What the task asks =>
Extract every line of the records that contains the word "dark", paying attention to case.

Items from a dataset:
* * *
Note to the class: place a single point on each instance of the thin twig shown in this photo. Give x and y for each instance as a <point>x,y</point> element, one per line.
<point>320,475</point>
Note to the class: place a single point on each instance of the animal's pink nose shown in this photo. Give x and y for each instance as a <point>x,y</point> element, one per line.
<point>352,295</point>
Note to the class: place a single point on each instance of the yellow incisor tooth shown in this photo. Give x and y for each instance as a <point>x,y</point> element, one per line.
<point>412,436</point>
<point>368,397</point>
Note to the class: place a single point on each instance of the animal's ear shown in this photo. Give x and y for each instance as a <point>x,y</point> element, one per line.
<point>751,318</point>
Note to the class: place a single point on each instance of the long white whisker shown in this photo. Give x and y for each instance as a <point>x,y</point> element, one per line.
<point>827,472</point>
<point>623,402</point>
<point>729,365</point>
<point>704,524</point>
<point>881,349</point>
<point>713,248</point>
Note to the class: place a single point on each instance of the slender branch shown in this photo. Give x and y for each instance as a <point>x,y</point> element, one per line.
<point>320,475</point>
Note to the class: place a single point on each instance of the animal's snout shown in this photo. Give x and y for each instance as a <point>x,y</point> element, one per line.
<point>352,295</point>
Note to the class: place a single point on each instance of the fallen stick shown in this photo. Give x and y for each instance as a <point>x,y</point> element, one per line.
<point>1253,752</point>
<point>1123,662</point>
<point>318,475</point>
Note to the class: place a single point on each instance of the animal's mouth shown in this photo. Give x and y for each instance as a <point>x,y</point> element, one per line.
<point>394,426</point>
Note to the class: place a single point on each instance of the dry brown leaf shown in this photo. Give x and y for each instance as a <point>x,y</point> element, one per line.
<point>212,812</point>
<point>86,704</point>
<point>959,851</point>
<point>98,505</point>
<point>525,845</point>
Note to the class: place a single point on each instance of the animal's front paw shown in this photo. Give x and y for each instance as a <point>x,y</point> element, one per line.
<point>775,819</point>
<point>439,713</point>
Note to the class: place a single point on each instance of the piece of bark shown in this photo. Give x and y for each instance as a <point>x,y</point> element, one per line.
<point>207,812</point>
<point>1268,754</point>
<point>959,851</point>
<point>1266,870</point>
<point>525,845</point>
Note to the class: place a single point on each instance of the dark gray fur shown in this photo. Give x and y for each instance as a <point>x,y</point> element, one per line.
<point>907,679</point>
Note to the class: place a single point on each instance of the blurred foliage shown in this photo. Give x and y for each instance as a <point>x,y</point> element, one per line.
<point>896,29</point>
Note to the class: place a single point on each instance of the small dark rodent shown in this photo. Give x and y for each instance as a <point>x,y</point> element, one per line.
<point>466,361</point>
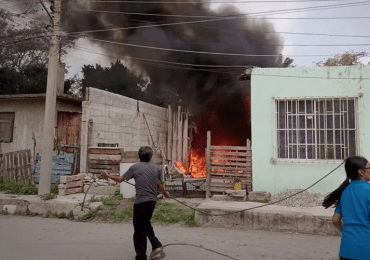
* * *
The result =>
Note to the class: place a single point on each instance of the dark gray fur shown in this photo. Give x and y for each instance as a <point>x,y</point> element, one per line.
Note to the class: place a single point on each instance of the small dark rodent shown in this photo. Give x and y for each instance as a <point>x,y</point> element, one per line.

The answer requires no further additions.